>> Begin
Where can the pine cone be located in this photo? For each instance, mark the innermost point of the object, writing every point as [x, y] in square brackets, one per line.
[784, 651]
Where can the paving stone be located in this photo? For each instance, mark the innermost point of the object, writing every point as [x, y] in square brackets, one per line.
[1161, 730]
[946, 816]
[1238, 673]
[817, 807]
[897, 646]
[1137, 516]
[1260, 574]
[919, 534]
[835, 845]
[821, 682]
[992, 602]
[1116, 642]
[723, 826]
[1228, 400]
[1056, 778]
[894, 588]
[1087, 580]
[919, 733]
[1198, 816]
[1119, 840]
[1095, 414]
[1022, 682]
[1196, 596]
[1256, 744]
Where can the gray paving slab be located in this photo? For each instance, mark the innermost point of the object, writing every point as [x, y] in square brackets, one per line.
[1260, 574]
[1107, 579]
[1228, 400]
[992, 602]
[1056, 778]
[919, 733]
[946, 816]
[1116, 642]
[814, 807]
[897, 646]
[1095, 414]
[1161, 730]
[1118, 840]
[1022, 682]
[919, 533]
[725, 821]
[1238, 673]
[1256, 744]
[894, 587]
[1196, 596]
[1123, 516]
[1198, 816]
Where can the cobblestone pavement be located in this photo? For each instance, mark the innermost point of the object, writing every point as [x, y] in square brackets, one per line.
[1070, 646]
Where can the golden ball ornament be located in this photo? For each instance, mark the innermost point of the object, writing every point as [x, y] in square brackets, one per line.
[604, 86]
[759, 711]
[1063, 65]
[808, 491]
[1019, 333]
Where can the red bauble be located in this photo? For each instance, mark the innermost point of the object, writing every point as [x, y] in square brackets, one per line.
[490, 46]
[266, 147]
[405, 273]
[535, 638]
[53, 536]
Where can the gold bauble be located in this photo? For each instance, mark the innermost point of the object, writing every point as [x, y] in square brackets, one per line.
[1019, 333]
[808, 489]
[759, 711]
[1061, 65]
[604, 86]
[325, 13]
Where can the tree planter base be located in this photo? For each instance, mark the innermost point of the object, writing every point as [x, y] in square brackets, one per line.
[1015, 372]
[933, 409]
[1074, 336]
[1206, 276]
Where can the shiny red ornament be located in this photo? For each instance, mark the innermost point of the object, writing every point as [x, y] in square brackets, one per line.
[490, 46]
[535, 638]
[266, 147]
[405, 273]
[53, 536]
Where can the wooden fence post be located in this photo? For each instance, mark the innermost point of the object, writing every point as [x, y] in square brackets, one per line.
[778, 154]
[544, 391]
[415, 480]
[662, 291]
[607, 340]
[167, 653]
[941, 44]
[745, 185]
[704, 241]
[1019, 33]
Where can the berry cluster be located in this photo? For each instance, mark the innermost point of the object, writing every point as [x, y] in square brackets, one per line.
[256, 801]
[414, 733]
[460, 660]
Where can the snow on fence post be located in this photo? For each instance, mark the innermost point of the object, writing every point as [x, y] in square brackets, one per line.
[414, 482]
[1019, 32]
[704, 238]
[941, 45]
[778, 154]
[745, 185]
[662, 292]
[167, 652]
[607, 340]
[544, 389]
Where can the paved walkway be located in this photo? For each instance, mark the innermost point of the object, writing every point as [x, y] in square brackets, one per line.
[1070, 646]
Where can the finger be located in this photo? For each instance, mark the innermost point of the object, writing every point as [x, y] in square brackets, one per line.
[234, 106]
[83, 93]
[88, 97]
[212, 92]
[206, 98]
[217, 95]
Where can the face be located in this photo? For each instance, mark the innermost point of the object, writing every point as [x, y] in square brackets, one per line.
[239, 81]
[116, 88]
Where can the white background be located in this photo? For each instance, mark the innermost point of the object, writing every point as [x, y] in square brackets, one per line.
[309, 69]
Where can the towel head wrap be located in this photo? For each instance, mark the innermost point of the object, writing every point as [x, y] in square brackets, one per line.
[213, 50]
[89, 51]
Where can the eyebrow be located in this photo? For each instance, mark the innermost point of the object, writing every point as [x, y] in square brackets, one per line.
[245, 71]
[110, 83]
>> End
[SET PROBLEM]: Above are the records; retype every one exactly.

[EXERCISE ANSWER]:
Where can the pine cone be located in this photo? For each instance, mark the innermost point of the object, writing every point as [x, y] in square brackets, one per line.
[784, 651]
Where can the paving stone be located in this photo? For each instance, mark the innermost point of the object, writing every point as [x, y] in square brackets, one per line.
[1161, 730]
[946, 816]
[1238, 673]
[817, 807]
[897, 646]
[1137, 516]
[1260, 574]
[919, 534]
[835, 845]
[821, 682]
[992, 602]
[1116, 642]
[723, 826]
[1228, 400]
[1056, 778]
[894, 588]
[1087, 580]
[919, 733]
[1198, 816]
[1119, 840]
[1095, 414]
[1022, 682]
[1196, 596]
[1256, 744]
Where can the gray paving slab be located in this photo? For each instance, mark the innermost point of the object, writing every point as [x, y] in square brackets, one per line.
[1260, 574]
[1107, 579]
[1228, 400]
[992, 602]
[1056, 778]
[919, 733]
[946, 816]
[1116, 642]
[814, 807]
[897, 646]
[1095, 414]
[1161, 730]
[1118, 840]
[1022, 682]
[919, 533]
[725, 821]
[1238, 673]
[1256, 744]
[894, 587]
[1196, 596]
[1123, 516]
[1198, 816]
Where can the cobblestone pavement be located in this photo? For each instance, mark the innermost point of the object, writing every point as [x, y] in square brackets, one per line.
[1070, 646]
Where can the golden ball ornament be located in this photo? For each instance, mark the innermost point of the object, writing every point as [x, y] in square brackets, one per line.
[604, 86]
[759, 711]
[1063, 65]
[808, 491]
[1019, 333]
Where can the red bauble be located in this photo? For each instance, mark the innermost point of the object, writing every point as [x, y] in square brackets, one per line.
[490, 46]
[266, 147]
[405, 273]
[535, 638]
[53, 536]
Where can the gold bauble be located in this photo? For each instance, mark the innermost point of the object, writing every point as [x, y] in square brackets, one per line.
[1019, 333]
[808, 489]
[759, 711]
[1061, 65]
[604, 86]
[325, 13]
Where can the tree planter base be located in this photo? For each instance, mark the innermost point of the object, writing every point as [x, y] in square brackets, one per line.
[1015, 372]
[933, 409]
[1074, 336]
[1206, 276]
Where can the shiny red ornament be located in this photo? For each instance, mark the innermost point of the object, writing every point as [x, y] in square brackets, one per line.
[490, 46]
[535, 638]
[266, 147]
[405, 273]
[53, 536]
Where can the wooden fence post be located in this photo? For each instance, mark the innermost point of the object, writing every point as [x, y] in square brackets, one per line.
[778, 154]
[544, 391]
[415, 480]
[662, 291]
[607, 340]
[167, 653]
[941, 44]
[745, 185]
[704, 241]
[1019, 33]
Where can the berry cluster be located in this photo? For each instance, mark the innermost point of the object, writing every point as [x, y] in square brackets, one per line.
[256, 801]
[414, 733]
[460, 660]
Where can the snow on fence post be located in this photo? For each instance, mark the innermost point of the object, writing every point as [x, y] in square brackets, one per line.
[414, 482]
[1019, 32]
[704, 238]
[941, 45]
[778, 154]
[745, 185]
[662, 292]
[167, 652]
[607, 340]
[544, 389]
Where can the paved walkway be located in this photo? For each instance, mark the innermost point of the object, writing every point as [x, y] in square brackets, one per line.
[1070, 646]
Where can the finger be located in this photo? For each instance, mark the innermost point of the object, writing every point as [x, y] in square brackets, one per line.
[234, 106]
[83, 93]
[88, 97]
[212, 92]
[206, 98]
[217, 95]
Where can the face be located in this photo? For each instance, mark the innermost point of the object, writing every point as [x, y] in square brackets, one per line.
[239, 81]
[116, 88]
Where can the white background be located in this photo? For each instance, mark the innermost point of the object, writing every point as [x, y] in square brackets, one per line.
[309, 69]
Where can the towel head wrap be located in this photo? For each instance, mark the innermost point of the object, writing every point as [x, y] in square brackets, one per line.
[213, 50]
[89, 51]
Where can the eyebrow be located in this photo? For each instance, mark the innermost point of the object, writing every point as [x, y] in square brackets, one per line.
[245, 71]
[110, 83]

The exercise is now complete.